● **Direction 1**: Please reproduce the part of the forum thread on BMW dealer incentives that opens with the words containing "## BigPimp (Sep" and closes with "research and learning.".

● **Excerpt to read**:

# Dealer's Actual Cost = ( Invoice Price - Factory To Dealer Incentives - Factory Holdb



## DVDA (Nov 24, 2008)

I found this formula on a New Car Buying Guide and I was wondering if anyone knows the Factory Dealer Incentives & Factory Holdback for 135i?

Thank you


----------



## SeaTown (Nov 9, 2006)

No incentives no holdback.

You can get an additional $750 towards your lease though....

Or 2.9% financing.


----------



## DVDA (Nov 24, 2008)

That is currently...does this change or BMW never does holdback & Dealer incentives?

I know where to find BMW to Customer Incentives, but not BMW to Dealer Incentives


----------



## Elias (Jun 26, 2005)

DVDA said:


> That is currently...does this change or BMW never does holdback & Dealer incentives?
> 
> I know where to find BMW to Customer Incentives, but not BMW to Dealer Incentives


There might be a reason why you can't find BMW to Dealer incentives.


----------



## mclaren (Jan 5, 2005)

BMW to dealer incentives are known as trunk monkeys on this forum. That came from trunk money. There aren't any on the 135i now. BMW does not have a holdback system, they use customer satisfaction surveys instead. Edmunds has information about manufacturer to dealer incentives for all makes.


----------



## DVDA (Nov 24, 2008)

Good answer thank you mclaren


----------



## BigPimp (Sep 27, 2003)

DVDA, sounds like you should be buying a GM product. You will be able to get a real nice deal there. You have a lot to learn if BMW is what you desire. Maybe you should start with a used BMW vehicle, maybe a 3 series from early 2000s like a 323i with about 90k on it. craigslist is your friend for that. 

FYI, I'm not a dealer.


----------



## DVDA (Nov 24, 2008)

Wow BigPimp thanks for pointing out the obvious "I have a lot to learn." Why do you think im crusing the forums, reading car buying guides, looking up prices, finding out the dealer "extras" that try to scam you out of money? Its called doing my research and learning.

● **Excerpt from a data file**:
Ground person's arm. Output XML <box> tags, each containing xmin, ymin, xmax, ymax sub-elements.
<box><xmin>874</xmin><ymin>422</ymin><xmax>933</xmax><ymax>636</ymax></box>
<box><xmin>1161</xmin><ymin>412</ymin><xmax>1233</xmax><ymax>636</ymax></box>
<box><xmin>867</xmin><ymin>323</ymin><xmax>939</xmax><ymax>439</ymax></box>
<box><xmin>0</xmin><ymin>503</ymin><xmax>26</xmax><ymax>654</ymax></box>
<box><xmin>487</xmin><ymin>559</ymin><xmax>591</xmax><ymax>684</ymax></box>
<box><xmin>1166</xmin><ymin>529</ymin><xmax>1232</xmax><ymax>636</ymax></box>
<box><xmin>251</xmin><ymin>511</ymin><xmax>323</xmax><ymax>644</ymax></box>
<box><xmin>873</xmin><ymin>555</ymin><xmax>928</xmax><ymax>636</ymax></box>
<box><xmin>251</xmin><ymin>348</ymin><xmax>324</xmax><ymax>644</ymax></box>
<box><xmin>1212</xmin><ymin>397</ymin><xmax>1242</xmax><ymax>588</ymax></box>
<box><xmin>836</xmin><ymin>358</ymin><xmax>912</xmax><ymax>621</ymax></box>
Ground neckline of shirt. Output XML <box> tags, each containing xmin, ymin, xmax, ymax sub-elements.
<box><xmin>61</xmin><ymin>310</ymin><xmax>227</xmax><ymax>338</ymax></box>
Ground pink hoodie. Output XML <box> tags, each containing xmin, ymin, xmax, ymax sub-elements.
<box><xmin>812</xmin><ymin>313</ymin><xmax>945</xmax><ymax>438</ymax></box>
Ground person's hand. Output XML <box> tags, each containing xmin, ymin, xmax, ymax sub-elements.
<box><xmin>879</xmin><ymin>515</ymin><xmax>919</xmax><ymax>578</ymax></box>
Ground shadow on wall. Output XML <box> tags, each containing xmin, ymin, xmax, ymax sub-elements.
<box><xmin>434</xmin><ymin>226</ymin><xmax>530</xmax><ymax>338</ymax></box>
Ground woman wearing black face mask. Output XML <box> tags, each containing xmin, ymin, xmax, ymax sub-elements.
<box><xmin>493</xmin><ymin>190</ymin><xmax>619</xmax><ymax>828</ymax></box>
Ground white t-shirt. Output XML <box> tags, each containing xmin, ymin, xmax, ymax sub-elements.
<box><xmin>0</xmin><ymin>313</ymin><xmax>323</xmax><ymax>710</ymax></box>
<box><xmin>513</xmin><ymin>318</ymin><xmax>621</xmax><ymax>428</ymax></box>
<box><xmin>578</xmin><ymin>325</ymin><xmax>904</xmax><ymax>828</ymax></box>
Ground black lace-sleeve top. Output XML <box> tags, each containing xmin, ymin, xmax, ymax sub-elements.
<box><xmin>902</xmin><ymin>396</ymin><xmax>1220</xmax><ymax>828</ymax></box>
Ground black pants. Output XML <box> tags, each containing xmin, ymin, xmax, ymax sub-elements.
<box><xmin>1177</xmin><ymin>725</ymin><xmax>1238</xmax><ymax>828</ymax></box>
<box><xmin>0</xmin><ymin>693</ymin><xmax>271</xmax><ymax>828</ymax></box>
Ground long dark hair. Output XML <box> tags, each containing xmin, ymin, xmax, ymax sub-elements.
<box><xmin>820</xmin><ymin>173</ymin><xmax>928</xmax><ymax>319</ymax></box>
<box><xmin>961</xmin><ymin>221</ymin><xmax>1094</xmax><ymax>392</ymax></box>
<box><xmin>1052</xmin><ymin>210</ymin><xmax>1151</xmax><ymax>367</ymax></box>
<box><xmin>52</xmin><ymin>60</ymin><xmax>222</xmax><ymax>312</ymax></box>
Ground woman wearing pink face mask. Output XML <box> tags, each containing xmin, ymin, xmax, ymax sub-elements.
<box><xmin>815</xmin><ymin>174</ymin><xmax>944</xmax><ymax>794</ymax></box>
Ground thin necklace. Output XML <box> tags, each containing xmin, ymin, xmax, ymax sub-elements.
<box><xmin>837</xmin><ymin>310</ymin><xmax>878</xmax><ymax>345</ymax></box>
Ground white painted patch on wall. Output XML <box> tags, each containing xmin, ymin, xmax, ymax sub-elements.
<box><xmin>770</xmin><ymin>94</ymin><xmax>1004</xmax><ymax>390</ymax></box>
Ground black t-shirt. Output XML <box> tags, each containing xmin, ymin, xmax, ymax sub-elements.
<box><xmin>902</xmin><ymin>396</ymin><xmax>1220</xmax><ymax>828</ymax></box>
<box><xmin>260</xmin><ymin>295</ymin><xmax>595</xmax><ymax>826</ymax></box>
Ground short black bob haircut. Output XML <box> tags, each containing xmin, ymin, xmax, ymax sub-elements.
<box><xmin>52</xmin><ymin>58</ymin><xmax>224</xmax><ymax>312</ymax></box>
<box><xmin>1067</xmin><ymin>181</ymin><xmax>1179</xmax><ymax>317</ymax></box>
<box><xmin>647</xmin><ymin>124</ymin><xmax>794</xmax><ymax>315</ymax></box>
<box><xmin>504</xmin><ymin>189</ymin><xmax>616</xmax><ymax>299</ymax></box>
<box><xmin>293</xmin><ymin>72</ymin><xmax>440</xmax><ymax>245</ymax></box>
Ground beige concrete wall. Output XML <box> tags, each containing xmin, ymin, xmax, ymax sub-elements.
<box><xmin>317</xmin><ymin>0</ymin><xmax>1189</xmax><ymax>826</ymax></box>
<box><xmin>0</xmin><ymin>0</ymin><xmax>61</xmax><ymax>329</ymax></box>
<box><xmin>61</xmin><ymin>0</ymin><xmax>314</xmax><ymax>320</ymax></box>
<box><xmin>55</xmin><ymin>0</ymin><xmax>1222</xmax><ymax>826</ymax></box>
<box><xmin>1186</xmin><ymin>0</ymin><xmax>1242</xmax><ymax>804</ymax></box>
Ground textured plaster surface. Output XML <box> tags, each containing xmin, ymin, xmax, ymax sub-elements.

● **Direction 2**: List each row above that contains the word "woman".

● **Full output 1**:
## BigPimp (Sep 27, 2003)

DVDA, sounds like you should be buying a GM product. You will be able to get a real nice deal there. You have a lot to learn if BMW is what you desire. Maybe you should start with a used BMW vehicle, maybe a 3 series from early 2000s like a 323i with about 90k on it. craigslist is your friend for that. 

FYI, I'm not a dealer.


----------



## DVDA (Nov 24, 2008)

Wow BigPimp thanks for pointing out the obvious "I have a lot to learn." Why do you think im crusing the forums, reading car buying guides, looking up prices, finding out the dealer "extras" that try to scam you out of money? Its called doing my research and learning.

● **Full output 2**:
Ground woman wearing black face mask. Output XML <box> tags, each containing xmin, ymin, xmax, ymax sub-elements.
Ground woman wearing pink face mask. Output XML <box> tags, each containing xmin, ymin, xmax, ymax sub-elements.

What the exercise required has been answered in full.